● DIRECTIONS: Produce word for word the lines of the data below running from the one that has "church roof, including" to the one that has "red roof, including partially occluded or truncated instances.", inclusive, and no others.

● TASK INPUT:
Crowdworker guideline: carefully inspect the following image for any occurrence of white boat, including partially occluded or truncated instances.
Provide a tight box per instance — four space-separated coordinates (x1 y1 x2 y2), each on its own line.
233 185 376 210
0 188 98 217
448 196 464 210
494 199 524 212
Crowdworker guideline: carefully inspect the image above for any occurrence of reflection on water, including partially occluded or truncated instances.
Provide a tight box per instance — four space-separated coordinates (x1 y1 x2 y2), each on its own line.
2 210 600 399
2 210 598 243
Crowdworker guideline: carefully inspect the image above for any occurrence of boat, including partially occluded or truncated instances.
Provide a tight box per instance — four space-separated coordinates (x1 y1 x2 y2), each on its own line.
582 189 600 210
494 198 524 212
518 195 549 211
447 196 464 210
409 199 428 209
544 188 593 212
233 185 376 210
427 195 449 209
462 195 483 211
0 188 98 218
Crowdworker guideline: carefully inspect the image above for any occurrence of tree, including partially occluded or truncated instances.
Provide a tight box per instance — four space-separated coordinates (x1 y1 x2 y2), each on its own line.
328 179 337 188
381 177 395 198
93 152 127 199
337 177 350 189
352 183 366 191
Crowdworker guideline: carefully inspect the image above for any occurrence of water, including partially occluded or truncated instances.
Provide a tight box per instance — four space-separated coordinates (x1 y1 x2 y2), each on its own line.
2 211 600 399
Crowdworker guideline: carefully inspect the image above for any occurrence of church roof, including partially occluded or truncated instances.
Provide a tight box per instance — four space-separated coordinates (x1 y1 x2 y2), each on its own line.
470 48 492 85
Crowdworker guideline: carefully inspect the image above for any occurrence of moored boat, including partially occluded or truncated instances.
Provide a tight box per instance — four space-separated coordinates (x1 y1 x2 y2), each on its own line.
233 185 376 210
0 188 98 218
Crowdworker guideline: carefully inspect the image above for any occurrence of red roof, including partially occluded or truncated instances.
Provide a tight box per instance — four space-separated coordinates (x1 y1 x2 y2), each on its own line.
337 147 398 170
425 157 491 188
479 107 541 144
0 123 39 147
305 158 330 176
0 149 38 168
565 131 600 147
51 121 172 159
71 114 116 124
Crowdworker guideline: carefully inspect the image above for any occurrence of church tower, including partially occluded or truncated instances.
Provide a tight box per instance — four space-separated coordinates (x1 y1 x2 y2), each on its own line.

● SOLUTION:
Crowdworker guideline: carefully inspect the image above for any occurrence of church roof, including partially occluded or truncated instances.
Provide a tight box per instance — four space-separated coordinates (x1 y1 x2 y2), each on its own line.
470 48 492 85
Crowdworker guideline: carefully inspect the image above for any occurrence of moored boat, including partially occluded or truncated instances.
Provide a tight box per instance — four space-separated coordinates (x1 y1 x2 y2), each on its own line.
233 185 376 210
0 188 98 218
Crowdworker guideline: carefully inspect the image above for any occurrence of red roof, including partially occluded or truncated instances.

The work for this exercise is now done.